--- Start Dataset rows ---

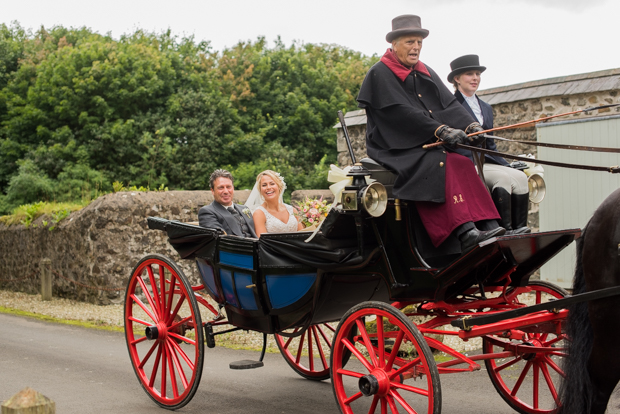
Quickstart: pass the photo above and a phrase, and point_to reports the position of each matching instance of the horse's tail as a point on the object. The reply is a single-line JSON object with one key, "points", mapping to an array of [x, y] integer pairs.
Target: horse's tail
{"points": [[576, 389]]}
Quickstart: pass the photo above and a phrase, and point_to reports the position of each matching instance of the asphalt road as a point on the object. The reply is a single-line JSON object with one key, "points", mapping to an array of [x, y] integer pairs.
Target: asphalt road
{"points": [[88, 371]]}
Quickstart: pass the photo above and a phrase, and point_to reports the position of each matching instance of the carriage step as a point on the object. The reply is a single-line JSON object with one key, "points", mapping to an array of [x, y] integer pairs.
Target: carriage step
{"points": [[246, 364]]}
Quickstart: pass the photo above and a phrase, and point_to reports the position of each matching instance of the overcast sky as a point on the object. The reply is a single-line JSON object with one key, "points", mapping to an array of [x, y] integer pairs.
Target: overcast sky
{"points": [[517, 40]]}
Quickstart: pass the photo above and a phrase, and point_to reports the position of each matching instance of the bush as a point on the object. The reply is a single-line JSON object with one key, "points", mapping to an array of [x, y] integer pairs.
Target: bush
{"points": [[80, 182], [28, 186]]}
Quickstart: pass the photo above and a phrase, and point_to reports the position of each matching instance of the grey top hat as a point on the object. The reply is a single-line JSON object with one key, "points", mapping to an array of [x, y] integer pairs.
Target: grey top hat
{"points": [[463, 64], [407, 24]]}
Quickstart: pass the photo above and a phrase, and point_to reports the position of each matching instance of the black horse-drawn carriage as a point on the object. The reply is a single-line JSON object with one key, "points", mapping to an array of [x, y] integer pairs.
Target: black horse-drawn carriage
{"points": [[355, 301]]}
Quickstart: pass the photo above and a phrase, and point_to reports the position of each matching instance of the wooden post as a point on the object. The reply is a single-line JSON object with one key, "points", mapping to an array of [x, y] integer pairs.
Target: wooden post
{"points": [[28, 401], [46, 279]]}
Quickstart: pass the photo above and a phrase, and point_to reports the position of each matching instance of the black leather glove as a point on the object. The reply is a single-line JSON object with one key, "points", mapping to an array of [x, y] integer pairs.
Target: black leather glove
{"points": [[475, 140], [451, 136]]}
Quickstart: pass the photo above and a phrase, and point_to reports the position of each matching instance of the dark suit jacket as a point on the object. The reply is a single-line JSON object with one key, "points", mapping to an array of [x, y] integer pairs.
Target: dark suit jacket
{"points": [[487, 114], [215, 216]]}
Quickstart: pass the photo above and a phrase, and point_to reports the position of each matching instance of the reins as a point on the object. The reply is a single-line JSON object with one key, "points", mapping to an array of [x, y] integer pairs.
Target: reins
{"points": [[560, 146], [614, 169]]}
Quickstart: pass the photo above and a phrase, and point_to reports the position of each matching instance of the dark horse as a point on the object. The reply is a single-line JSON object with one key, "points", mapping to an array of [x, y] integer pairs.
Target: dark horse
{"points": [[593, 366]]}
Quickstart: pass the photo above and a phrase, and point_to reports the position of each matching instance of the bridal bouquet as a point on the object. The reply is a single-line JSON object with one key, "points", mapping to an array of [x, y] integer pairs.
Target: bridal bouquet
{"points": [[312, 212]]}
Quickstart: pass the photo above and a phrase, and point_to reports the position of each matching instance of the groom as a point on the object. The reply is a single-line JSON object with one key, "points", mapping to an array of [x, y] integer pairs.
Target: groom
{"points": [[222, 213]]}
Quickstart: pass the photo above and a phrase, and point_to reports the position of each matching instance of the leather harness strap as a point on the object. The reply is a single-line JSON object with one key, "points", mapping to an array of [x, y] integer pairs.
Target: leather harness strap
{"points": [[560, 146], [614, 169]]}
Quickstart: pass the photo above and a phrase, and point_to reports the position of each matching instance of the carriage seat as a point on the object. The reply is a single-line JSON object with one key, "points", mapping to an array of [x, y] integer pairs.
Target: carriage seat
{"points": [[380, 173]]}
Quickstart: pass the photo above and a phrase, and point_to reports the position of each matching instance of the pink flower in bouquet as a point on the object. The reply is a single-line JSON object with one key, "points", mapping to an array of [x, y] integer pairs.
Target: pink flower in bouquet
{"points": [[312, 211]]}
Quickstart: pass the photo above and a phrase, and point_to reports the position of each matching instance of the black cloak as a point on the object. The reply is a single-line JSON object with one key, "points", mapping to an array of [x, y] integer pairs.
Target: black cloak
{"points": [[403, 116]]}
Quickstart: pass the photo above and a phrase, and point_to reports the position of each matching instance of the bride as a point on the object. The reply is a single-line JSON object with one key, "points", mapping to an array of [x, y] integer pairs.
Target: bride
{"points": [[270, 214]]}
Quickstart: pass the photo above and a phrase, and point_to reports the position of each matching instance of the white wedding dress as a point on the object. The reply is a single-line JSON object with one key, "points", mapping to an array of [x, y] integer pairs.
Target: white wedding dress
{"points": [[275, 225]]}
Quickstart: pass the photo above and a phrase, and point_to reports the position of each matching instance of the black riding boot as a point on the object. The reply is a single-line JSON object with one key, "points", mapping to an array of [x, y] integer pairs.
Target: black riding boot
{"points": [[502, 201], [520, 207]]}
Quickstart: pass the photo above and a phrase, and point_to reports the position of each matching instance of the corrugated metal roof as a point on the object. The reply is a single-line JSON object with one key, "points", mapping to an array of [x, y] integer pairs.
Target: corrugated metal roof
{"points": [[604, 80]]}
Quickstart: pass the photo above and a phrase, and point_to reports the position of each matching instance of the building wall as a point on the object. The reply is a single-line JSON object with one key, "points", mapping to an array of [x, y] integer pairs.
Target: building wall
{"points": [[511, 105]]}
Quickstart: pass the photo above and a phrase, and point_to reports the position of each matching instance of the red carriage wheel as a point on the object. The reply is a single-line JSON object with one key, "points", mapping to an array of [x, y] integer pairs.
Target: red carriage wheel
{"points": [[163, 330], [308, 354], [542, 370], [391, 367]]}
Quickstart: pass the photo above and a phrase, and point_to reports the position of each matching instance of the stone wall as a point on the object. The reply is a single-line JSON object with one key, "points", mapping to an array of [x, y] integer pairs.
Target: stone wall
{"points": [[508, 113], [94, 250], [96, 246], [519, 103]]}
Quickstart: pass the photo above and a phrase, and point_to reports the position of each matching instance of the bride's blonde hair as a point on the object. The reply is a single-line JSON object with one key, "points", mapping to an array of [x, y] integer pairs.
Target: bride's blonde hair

--- End Dataset rows ---

Requirement:
Working from the lines above, reproduce the material exactly and exclude its pictures.

Solution:
Quickstart: pass the photo above and a phrase, and point_to reports the position of each matching instance of the horse's tail as a point on the object. The reply is a single-line JSON object with one key, "points", mapping to an array of [x, y] integer pairs.
Target: horse's tail
{"points": [[576, 389]]}
Quickstart: pass the photo above and a phrase, and point_to reports the position of each matching instance of the asphalt road as a point on the object. The reply is a single-line JSON object with one key, "points", mapping to an array of [x, y] integer pairs.
Target: asphalt road
{"points": [[88, 371]]}
Quickstart: pass the photo above and a phrase, and point_to reports the position of each matching instance of the carriage step as a point on the object. The reply is a single-line JSON object with one key, "points", mapping to an array of [x, y] integer pairs.
Target: carriage step
{"points": [[246, 364]]}
Quickstart: pass the photo above and a phrase, and point_to reports the position of each matching instance of the overcast sky as a point on the object. The reply is a single-line JSON object with one key, "points", mapping to an array of [x, y] integer pairs.
Target: overcast sky
{"points": [[517, 40]]}
Quickstart: pass the photo above and a phrase, and point_to reports the position of each matching instance of the bush as a point on the object. The reply is a single-line JSON object with one key, "points", mapping to an array of [x, y] integer pairs.
Target: bush
{"points": [[80, 182], [28, 186]]}
Quickstart: pass the photo above and a phrase, and point_to reports the position of each matching instance of the grey top hat as a point on the object. The reply is a single-line JSON object with one key, "points", mapping to an array of [x, y] integer pairs.
Target: grey top hat
{"points": [[463, 64], [407, 24]]}
Quickstart: pass the photo above and a phrase, and point_to reports the position of each matching instance of the black horse-drawn carriage as a point on the object. The reply is a single-line JSON object with one key, "points", mapping to an array of [x, y] integer pairs.
Target: black horse-drawn carriage
{"points": [[355, 301]]}
Quickstart: pass the photo above and a phrase, and point_to reports the position of each matching instance of the wooden post as a point on the object. The reply is a single-line JSON object with one key, "points", mapping to an array of [x, y] integer pairs.
Target: wooden post
{"points": [[28, 401], [46, 279]]}
Quickstart: pass the photo above and a phrase, and point_to reports the position of each matching instance of the black leather glove as a point on the object. The reply is a single-line JSON object with one key, "points", mapping to an array of [x, y] integer pairs.
Target: black leather glove
{"points": [[475, 140], [451, 136]]}
Quickstart: pass the photo above and a phrase, and point_to reports the position of each matching instance of the dark suit jacket as a point on the object. The reply is a single-line JSON object with one key, "points", mapping to an array of [x, y] integer pairs.
Target: dark suit jacket
{"points": [[487, 114], [215, 216]]}
Quickstart: pass the photo above and a phrase, and point_to reports the position of each matching instance of the reins as a point on the object. The reply is a single-line JSON object with one key, "points", mapping to an array of [x, y] integer pairs.
Target: reins
{"points": [[560, 146], [614, 169]]}
Quickstart: pass the photo above and a phrase, and point_to reports the position of each matching instance of the dark horse as a point on the object. The reply is a single-line JSON object with one key, "points", mapping to an array of [x, y] integer pairs.
Target: dark horse
{"points": [[593, 366]]}
Quickstart: pass the photo above and a phrase, and point_to reports the position of each matching instance of the bridal bouquet as a point on the object. The reply is a single-line JSON object with one key, "points", mapping to an array of [x, y] integer pairs.
Target: bridal bouquet
{"points": [[312, 212]]}
Quickstart: pass the photo above and a phrase, and point_to reports the position of each matching instance of the groom as a point on the object. The reply is a single-line JSON object with one key, "points", mapping to an array of [x, y] integer pairs.
Target: groom
{"points": [[222, 213]]}
Quickstart: pass the photo above and a phrase, and point_to reports the position of each matching instance of the leather harness strap as a point on the object. The reply is a single-line JSON object with one key, "points", mapping to an array of [x, y] integer pairs.
Target: leather harness strap
{"points": [[560, 146], [614, 169]]}
Quickstart: pass the photo above and a phrase, and point_to reports the position of each matching instance of the carriage seat as a point on the object. The reply is a single-line JSON object with one key, "points", mapping to an array of [x, y] integer pairs.
Target: carriage seat
{"points": [[380, 173]]}
Quickstart: pass the photo above and a phrase, and point_to reports the position of each matching instance of the pink flower in bouquet as a point on the object. The reply is a single-line JSON object with one key, "points", mapping to an array of [x, y] integer pairs.
Target: pink flower in bouquet
{"points": [[312, 211]]}
Quickstart: pass the photo above and a phrase, and point_to reports the position of each matching instance of the black cloak as a point on the object. The reply is a single-line JSON object with one key, "points", mapping to an array of [x, y] integer pairs.
Target: black cloak
{"points": [[403, 116]]}
Quickstart: pass the photo above and a phrase, and point_to reports the position of each matching instance of the bride as a point on the object. The reply is a single-line JSON object with one key, "points", mapping to an array of [x, y] integer pairs.
Target: bride
{"points": [[270, 214]]}
Quickstart: pass the photo above and a phrase, and point_to reports the position of each matching instance of the white wedding dress as a point on the object. The reply is a single-line JSON object with one key, "points", mapping to an array of [x, y] integer pairs.
Target: white wedding dress
{"points": [[275, 225]]}
Quickstart: pass the photo above and a phrase, and point_to reports the position of each matching instance of the black riding boot as a point on the object. The reply is a single-line JSON object with one key, "points", mapping to an array of [x, y] integer pairs.
Target: black riding boot
{"points": [[502, 201], [520, 207]]}
Quickstart: pass the photo above and a phrase, and point_to reports the position of each matching instance of the corrugated metal roof as a point on the object. The reply is a single-line JSON object with one key, "points", mapping to an array of [x, y] integer pairs.
Target: corrugated metal roof
{"points": [[604, 80]]}
Quickstart: pass the photo above and a phrase, and point_to reports the position of each matching instance of the building wall as a point on the object. The reply is a single-line JSON object with one key, "points", mapping to an array of [x, y] integer pairs.
Target: building wall
{"points": [[511, 105]]}
Quickstart: pass the photo above and a phrase, and point_to reports the position of each matching instance of the red carriage wheel as a point on the object. The reply is a single-line JSON object with one key, "points", mapping to an array of [x, y] integer pairs.
Target: red carriage wheel
{"points": [[163, 330], [308, 354], [542, 370], [391, 367]]}
Quickstart: pass the photo above and a phrase, and point_to reports the position of each matching instance of the stone wall as a point on the object. The reply is a single-line JSON object with one key, "points", mapping to an array of [x, y] integer pairs.
Target: stone wall
{"points": [[508, 113], [94, 250], [96, 246], [519, 103]]}
Quickstart: pass the photo above and a phrase, and point_to reports the position of each matching instance of the bride's blonde hair as a point on the object. The reply is a single-line JSON object with one key, "points", mapping to an array of [x, y] integer pairs.
Target: bride's blonde hair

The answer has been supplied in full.